Aim of the exercise:
Starting with the line that contains "Target: small stick", write out each line through the end of the listing, unchanged. Output nothing else.

--- Start of Records provided ---

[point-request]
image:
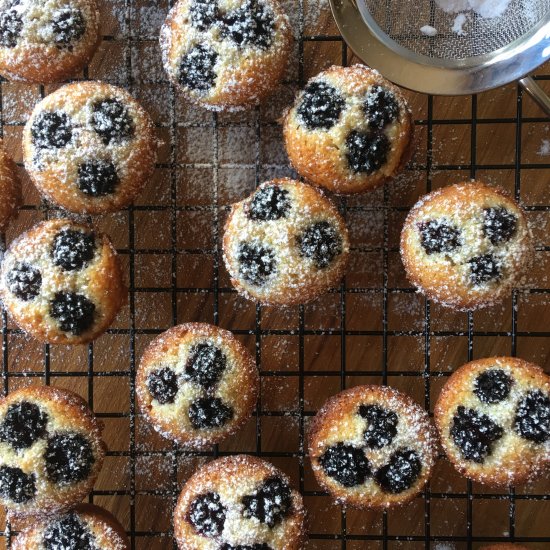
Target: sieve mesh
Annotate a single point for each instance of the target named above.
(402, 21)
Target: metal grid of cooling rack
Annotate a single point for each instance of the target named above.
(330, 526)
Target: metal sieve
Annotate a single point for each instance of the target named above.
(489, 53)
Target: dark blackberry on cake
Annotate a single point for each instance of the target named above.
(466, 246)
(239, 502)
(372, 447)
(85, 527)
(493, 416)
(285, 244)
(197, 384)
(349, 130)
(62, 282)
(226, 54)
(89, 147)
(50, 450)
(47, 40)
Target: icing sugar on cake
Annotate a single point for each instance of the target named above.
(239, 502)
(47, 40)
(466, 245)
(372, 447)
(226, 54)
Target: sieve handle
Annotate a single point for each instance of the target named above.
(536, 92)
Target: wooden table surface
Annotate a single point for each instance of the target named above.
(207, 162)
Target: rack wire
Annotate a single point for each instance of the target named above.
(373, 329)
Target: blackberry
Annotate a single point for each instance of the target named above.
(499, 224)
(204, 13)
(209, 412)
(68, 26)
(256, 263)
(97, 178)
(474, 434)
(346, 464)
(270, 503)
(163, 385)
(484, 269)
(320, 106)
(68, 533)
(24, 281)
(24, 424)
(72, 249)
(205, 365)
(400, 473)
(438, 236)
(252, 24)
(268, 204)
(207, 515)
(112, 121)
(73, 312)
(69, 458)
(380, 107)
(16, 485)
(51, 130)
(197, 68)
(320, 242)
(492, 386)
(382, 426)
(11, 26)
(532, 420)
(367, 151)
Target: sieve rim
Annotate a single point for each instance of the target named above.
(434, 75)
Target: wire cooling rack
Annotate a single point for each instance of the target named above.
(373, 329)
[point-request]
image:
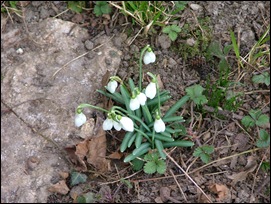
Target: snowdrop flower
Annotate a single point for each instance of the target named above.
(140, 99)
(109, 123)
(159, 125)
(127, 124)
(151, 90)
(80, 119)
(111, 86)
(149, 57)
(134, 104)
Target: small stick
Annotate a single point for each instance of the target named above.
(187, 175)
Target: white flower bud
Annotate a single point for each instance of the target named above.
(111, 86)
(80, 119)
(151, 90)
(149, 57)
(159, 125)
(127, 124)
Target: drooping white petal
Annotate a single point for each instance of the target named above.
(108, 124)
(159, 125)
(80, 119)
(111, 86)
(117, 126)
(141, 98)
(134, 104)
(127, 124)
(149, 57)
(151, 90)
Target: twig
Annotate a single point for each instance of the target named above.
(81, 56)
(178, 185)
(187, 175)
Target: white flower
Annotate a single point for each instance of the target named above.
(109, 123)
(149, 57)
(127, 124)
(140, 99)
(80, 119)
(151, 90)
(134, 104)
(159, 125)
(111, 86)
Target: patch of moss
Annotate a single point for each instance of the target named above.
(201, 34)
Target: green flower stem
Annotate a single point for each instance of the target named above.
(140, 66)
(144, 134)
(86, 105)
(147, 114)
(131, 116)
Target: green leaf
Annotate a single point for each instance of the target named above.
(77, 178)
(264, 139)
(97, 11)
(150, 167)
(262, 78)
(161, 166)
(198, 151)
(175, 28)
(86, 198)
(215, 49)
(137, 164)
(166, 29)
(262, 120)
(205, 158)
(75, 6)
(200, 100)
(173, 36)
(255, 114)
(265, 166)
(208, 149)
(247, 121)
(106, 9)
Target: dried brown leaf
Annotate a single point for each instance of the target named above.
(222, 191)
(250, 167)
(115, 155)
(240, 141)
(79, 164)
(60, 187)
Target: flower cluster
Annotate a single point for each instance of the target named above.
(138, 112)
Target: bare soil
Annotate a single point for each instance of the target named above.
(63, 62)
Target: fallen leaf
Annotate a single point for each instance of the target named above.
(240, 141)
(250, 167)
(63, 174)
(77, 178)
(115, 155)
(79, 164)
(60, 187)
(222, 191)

--- End of Records provided ---

Answer to this problem:
Target: small stick
Annotate a single point for each instance of the target named above.
(187, 175)
Target: white flower bud
Annotate a single point for each instance of the target named above.
(111, 86)
(80, 119)
(151, 90)
(149, 57)
(159, 125)
(127, 124)
Target: drooping white petal
Annotate a single point for each instance of the target named above.
(108, 124)
(159, 125)
(80, 119)
(111, 86)
(117, 126)
(141, 98)
(134, 104)
(127, 124)
(149, 57)
(151, 90)
Target: twig
Annotate a single point for each instance of the target named above.
(81, 56)
(178, 185)
(187, 175)
Target: white flower
Annotate a single point for each instance of the target named above.
(109, 123)
(149, 57)
(127, 124)
(140, 99)
(80, 119)
(151, 90)
(134, 104)
(159, 125)
(111, 86)
Target: patch of moss
Annotate a single point for each instance of the target named above.
(201, 34)
Target: green flower stem
Annotate a single point for each instance of the target named above.
(140, 66)
(144, 134)
(86, 105)
(147, 114)
(131, 116)
Target: green leaf
Annotate a single point for each instance of the target named above.
(77, 178)
(264, 139)
(97, 11)
(150, 167)
(262, 78)
(161, 166)
(198, 151)
(175, 28)
(86, 198)
(215, 49)
(137, 164)
(166, 29)
(262, 120)
(205, 158)
(75, 6)
(200, 100)
(173, 36)
(255, 114)
(265, 166)
(208, 149)
(247, 121)
(106, 9)
Target: dried brown leaf
Annotate a single point for each instance of the target named above.
(222, 191)
(250, 167)
(115, 155)
(240, 141)
(79, 164)
(60, 187)
Target: flower cluster
Annotate a single point for each instance of the target named above.
(138, 112)
Target: bare soil
Annotate a single point for each instance of the target named above.
(63, 62)
Target: fallen leaf
Annotate a single point for each instance of the target named above.
(240, 141)
(250, 167)
(63, 174)
(77, 178)
(115, 155)
(79, 164)
(60, 187)
(222, 191)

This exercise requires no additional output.